Exercise aim.
Records appear below. Give all of them again, exactly.
··· Records supplied
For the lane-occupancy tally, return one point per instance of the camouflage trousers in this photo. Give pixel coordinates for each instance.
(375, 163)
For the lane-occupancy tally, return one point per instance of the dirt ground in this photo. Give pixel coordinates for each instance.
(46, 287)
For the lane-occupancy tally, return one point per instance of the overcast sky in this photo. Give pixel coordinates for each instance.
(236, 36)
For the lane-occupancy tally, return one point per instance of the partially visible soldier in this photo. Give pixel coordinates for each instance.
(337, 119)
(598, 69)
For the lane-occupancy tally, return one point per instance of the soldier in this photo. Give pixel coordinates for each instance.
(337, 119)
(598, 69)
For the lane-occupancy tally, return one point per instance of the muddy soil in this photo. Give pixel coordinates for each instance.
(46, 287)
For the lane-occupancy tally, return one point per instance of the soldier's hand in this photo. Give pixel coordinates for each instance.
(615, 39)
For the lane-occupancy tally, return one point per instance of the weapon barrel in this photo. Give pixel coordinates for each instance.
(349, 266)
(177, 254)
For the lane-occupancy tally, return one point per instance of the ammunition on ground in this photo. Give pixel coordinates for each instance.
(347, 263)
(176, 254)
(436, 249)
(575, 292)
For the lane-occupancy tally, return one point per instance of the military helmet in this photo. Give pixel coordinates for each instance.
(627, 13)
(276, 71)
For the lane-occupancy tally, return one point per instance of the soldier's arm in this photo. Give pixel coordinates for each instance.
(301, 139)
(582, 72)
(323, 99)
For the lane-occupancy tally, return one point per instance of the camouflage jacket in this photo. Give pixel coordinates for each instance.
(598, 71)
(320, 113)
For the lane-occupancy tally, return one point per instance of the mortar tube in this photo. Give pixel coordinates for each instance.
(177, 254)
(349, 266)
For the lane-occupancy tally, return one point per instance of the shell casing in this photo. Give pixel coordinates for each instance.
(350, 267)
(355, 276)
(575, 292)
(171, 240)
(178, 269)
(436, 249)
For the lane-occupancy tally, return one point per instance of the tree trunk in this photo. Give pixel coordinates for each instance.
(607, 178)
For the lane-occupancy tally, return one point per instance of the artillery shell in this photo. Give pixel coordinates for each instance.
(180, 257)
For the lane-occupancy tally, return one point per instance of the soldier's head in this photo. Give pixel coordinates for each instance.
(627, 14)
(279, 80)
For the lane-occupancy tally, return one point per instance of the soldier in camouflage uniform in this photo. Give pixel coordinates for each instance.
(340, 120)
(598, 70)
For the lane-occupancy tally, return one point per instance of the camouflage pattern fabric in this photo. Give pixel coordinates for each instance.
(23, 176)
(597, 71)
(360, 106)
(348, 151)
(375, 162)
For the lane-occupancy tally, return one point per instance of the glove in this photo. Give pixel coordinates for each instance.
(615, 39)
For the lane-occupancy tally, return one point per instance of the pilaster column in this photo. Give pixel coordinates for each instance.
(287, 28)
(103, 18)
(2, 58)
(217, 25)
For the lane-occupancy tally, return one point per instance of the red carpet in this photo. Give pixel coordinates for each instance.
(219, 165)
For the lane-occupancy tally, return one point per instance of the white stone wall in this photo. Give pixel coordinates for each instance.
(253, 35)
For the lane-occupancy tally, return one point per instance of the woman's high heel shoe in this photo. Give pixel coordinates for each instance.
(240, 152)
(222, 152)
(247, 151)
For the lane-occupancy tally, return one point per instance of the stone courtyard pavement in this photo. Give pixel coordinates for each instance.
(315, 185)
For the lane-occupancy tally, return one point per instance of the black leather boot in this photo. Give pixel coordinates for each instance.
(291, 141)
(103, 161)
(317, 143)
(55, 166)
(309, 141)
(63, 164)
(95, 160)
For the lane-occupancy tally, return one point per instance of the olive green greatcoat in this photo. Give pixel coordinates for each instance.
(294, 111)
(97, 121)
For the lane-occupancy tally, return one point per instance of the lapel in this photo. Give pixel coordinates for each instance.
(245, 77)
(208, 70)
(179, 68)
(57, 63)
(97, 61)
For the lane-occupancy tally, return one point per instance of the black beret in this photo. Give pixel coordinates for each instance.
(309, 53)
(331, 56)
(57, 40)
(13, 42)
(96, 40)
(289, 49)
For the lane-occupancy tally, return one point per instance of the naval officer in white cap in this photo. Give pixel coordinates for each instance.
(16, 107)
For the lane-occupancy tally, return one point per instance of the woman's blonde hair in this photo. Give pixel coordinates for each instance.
······
Exercise output.
For the lane-occupancy tally, return one point per instance of the camouflage trousers in this photo. Give pixel coordinates for each instance.
(375, 163)
For the lane-occupancy tally, return one point per instance of the dirt ground in this photo. Give pixel coordinates for each instance.
(46, 287)
For the lane-occupancy tally, return one point per instance of the overcast sky in this photo. Give pixel coordinates for each instance.
(236, 36)
For the lane-occupancy tally, return one point per instance of the partially visible soldier in this photo. Give pixel coordinates for each instance.
(337, 119)
(598, 69)
For the lane-occupancy tally, return one point per instance of the soldier in this photo. Give pixel coordinates for each instance.
(337, 119)
(598, 69)
For the lane-occupancy tally, return one point per instance of the muddy soil in this photo. Give pixel coordinates for each instance.
(46, 287)
For the lane-occupancy tally, return one point per instance of the soldier's hand in this photo. Give pixel coordinates for each instance.
(615, 39)
For the lane-occupancy tally, return one point per instance of the weapon barrel in this photo. Give pixel coordinates for each instance.
(349, 266)
(177, 254)
For the lane-occupancy tally, return one point per instance of the ammunition on ground in this photo. Give pixel coordinates for each instance.
(347, 263)
(176, 254)
(436, 249)
(575, 292)
For the lane-occupancy tally, return one point per instance of the military helmet in this photo. Give pixel coordinates for each instance.
(627, 13)
(276, 71)
For the lane-occupancy tally, return one point per instance of the soldier's arm in this photo. Give pixel coordinates for each instance.
(301, 139)
(582, 72)
(323, 99)
For the lane-occupancy tally, return one point per instance of the camouflage jacket in this photo. Give pixel coordinates for each instance.
(598, 71)
(320, 113)
For the lane-occupancy tally, return one point per instance of the mortar tube in this photo. Give pixel coordinates for each instance.
(177, 254)
(349, 266)
For the lane-occupancy tally, return one point per instance of the shell casing in this photo. Give pixel coordinates for each instance.
(350, 267)
(355, 276)
(575, 292)
(171, 240)
(178, 269)
(436, 249)
For the lane-occupancy tally, return one point per instance of the tree trunk in this photo. Give pixel coordinates for each instance.
(607, 178)
For the lane-occupancy tally, return one point per instance of the artillery shell in this photo. Give pixel coordinates for each instance.
(180, 257)
For the lane-occupancy tally, return one point per instance of the soldier's head in this photo. Give pixel coordinates for each instance.
(627, 14)
(279, 80)
For the lane-occupancy tally, return one point per instance of the soldier in camouflage uniform in this photo. Give pixel coordinates for each instance.
(340, 120)
(598, 70)
For the lane-occupancy tally, return one point per instance of the camouflage pattern fabric in this photo. Give pixel coordinates for each instance.
(23, 176)
(597, 71)
(360, 106)
(348, 151)
(375, 162)
For the lane-occupancy tally, return one point per instance of the glove in this photo. Give pixel coordinates for each instance.
(615, 39)
For the lane-occupancy tally, return one point per instance of the pilaster column in this photo. Give pixel coordinates for each instance.
(287, 28)
(103, 18)
(2, 58)
(217, 25)
For the lane-occupancy tally, return one point per instance of the red carpet in this photo. Give pixel coordinates for each instance.
(219, 165)
For the lane-occupancy tally, return one point per instance of the white stone wall in this photo. Give pixel coordinates for each instance.
(253, 35)
For the lane-occupancy tally, return one point per instance of the woman's high heel shoe in this photo. Give pixel coordinates for each instance.
(240, 152)
(222, 152)
(247, 151)
For the lane-occupancy tally, return one point per instance of the stone courtyard pavement in this photo. Give pixel coordinates for each instance.
(315, 185)
For the lane-occupancy tally, return one point per instance of the black leather boot in this photo. Give pixel coordinates for each instance.
(291, 141)
(103, 161)
(317, 143)
(55, 166)
(309, 141)
(63, 164)
(95, 160)
For the lane-occupancy tally, return one point per instance of the olive green greatcoat in this photo. Give pixel coordinates for each instance.
(294, 111)
(97, 121)
For the lane-occupancy tally, return one point per instance of the lapel in this photo. Give pixel coordinates for each instance.
(245, 77)
(208, 70)
(179, 68)
(57, 63)
(97, 61)
For the lane-occupancy tally, return one point per instance of the black beret in this photo. Give pixel coordinates for each instance.
(309, 53)
(331, 56)
(57, 40)
(13, 42)
(96, 40)
(289, 49)
For the lane-occupancy tally, return one point per instance of the naval officer in white cap in this photo. Give pixel coordinates for each instance.
(16, 107)
For the lane-occupancy tally, return one point per instance of the woman's blonde hair in this photo. Give pixel coordinates for each instance.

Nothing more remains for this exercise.